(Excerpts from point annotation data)
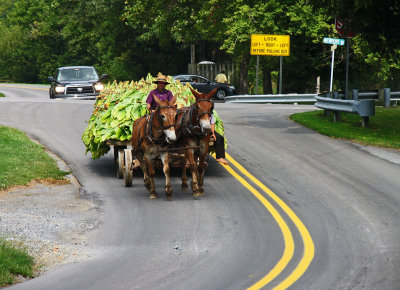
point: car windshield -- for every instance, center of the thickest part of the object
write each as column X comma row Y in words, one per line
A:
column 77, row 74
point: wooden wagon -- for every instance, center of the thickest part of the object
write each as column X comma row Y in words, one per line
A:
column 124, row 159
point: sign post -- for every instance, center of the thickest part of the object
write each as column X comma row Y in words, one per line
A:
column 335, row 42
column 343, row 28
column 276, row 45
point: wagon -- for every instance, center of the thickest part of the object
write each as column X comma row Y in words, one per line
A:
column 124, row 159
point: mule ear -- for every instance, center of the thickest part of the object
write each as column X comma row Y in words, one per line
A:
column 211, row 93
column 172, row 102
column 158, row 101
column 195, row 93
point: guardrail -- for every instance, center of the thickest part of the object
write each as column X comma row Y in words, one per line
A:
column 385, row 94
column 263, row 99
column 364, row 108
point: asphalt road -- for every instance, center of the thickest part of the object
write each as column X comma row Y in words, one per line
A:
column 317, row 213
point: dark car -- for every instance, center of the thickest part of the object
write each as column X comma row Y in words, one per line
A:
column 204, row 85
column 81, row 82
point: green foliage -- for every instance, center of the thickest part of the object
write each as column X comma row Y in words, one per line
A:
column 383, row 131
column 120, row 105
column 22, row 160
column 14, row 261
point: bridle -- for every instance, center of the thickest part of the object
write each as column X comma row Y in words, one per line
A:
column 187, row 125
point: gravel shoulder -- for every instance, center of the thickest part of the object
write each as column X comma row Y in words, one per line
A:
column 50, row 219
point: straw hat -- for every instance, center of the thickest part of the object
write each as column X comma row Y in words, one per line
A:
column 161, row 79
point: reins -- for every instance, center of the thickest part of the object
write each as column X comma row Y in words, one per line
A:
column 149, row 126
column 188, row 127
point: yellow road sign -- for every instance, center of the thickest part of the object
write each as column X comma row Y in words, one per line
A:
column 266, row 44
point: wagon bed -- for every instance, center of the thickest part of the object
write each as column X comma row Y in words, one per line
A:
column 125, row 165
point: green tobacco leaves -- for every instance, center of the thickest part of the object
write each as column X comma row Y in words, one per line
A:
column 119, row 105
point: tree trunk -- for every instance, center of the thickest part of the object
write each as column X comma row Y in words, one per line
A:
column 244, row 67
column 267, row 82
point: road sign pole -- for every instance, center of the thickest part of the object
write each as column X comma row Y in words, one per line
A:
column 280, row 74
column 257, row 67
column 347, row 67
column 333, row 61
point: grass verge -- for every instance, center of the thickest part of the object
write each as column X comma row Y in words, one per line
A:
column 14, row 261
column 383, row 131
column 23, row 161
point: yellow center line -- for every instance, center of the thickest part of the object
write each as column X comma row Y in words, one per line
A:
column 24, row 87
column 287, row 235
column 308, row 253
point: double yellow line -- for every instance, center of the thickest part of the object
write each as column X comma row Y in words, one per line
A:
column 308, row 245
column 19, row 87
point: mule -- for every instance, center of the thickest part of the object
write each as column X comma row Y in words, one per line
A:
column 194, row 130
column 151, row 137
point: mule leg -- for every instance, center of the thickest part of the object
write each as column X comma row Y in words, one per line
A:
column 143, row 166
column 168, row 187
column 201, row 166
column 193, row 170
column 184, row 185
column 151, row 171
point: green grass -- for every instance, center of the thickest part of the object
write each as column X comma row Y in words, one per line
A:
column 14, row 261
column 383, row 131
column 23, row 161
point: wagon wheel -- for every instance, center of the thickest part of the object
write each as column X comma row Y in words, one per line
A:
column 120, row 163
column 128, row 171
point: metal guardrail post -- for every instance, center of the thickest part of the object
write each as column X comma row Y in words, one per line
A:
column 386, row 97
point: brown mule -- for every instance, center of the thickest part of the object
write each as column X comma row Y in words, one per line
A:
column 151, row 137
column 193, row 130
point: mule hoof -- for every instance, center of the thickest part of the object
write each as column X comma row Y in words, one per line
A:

**Set task**
Reproduce, exactly and with nothing added, the lines from the one that includes "point: double yellow" through the last line of the material.

**Task answer**
point: double yellow line -- for every instance, center of the thickest part of the object
write each as column X comma row Y in words, one per line
A:
column 308, row 245
column 19, row 87
point: mule -- for every instance, center of the thickest part of the object
write each as column X comma row Y in words, one per line
A:
column 194, row 130
column 151, row 137
point: mule leg -- for every instance, center of the thickest part of the object
write each as column X comma row Y in words, one per line
A:
column 143, row 166
column 168, row 187
column 201, row 166
column 193, row 170
column 184, row 185
column 151, row 171
point: green grass -- for every instance, center of the thickest part of the object
write each as column X comma row Y in words, one per line
A:
column 14, row 261
column 383, row 131
column 23, row 161
point: wagon wheel -- for every instance, center of the thickest part of the object
write each as column X comma row Y in words, one per line
A:
column 120, row 163
column 128, row 171
point: metal guardrail post -- for every instance, center of the thickest part of the object
write each as column X comma row Y in words, one per line
A:
column 386, row 97
point: brown mule -- for every instance, center of the thickest part of the object
write each as column X comma row Y in words, one per line
A:
column 151, row 137
column 193, row 130
point: mule hoof -- for every instance, center of the thickest part of the object
write each as column X comma row Y in words, one per line
A:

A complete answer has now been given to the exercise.